Gian Marchet Colani (19 June 1772 – 14 August 1837) was a legendary Swiss marksman and alpine guide who was famed for his marskmanship and thought to have shot numerous bears and nearly 2700 chamois. He inspired the character Markus Paltram in the novel Der König der Bernina by Jakob Christoph Heer which was also made into a film The King of Bernina.

Colani was born in La Punt Chamues-ch, the son of a teacher and carpenter Jan Antoni and Anna Lony (or Lum). By the age of 14 he had shot 60 chamois with his father. At the age of 19 he became known as the best shooter in the Engadine. He shot many bears and nearly 2700 chamois. It was also rumoured that he shot any foreign hunters who intruded into the region. In 1835 he climbed Piz Palü along with Oswald Heer. Jakob Christoph Heer used him to model the character Markus Paltram in his novel Der König der Bernina (1900). In 1794 he married Margretta Ambass from Bever and they had a son and daughter. After differences arose between him and the family he visited France and completed his gunsmithing apprenticeship. After a divorce he worked as a locksmith and worked on a gun with a single barrel that allowed firing two shots in a row. In 1803 he moved to Pontresina and married Maria Branger from Davos. They had five children. He ran several homes, farmed and was also noted as a singer in the choir.

After a bet with a Tyrolean mower on handling the scythe to mow a meadow on his own in 1837, he contracted pneumonia and died.

Source data
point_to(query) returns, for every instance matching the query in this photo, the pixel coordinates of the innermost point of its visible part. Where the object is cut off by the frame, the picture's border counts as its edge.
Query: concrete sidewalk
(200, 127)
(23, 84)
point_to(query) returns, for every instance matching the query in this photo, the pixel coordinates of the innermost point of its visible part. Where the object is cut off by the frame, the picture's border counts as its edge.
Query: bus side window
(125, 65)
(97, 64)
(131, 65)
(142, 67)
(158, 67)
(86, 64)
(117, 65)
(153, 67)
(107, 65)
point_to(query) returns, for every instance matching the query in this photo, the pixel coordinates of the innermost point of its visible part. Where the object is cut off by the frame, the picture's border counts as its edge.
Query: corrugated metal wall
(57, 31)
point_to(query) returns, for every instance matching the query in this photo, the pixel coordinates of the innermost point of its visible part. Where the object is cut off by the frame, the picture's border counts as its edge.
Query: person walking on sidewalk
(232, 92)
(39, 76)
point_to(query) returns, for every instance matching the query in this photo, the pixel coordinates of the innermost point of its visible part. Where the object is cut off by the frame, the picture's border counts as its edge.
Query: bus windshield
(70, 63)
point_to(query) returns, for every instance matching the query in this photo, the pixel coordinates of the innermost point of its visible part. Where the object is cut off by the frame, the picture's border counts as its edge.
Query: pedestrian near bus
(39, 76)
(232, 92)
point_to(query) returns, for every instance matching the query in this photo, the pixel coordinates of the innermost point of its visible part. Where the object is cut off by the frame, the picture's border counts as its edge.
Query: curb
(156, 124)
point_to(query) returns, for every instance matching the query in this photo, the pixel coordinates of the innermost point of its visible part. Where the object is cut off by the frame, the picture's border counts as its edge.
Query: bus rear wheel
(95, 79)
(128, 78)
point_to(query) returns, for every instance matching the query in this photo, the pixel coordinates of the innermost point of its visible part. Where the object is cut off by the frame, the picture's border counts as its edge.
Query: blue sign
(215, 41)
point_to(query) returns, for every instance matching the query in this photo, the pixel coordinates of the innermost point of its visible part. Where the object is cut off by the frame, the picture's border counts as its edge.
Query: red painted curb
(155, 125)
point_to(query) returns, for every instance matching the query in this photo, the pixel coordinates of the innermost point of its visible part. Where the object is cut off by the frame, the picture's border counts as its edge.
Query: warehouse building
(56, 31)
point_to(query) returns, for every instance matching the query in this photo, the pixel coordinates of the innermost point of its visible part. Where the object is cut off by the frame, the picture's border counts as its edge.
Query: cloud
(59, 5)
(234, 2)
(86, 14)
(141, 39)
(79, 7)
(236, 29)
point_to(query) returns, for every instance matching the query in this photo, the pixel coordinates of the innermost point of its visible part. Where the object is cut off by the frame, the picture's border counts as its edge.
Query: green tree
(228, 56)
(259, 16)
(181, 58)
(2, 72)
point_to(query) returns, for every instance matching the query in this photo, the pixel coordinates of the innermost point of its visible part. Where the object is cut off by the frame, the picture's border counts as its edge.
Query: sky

> [Task to carry out] Write out the stretch of the Colani text from "Gian Marchet Colani" through "King of Bernina.", switching "legendary" to "renowned".

> [Solution to the exercise]
Gian Marchet Colani (19 June 1772 – 14 August 1837) was a renowned Swiss marksman and alpine guide who was famed for his marskmanship and thought to have shot numerous bears and nearly 2700 chamois. He inspired the character Markus Paltram in the novel Der König der Bernina by Jakob Christoph Heer which was also made into a film The King of Bernina.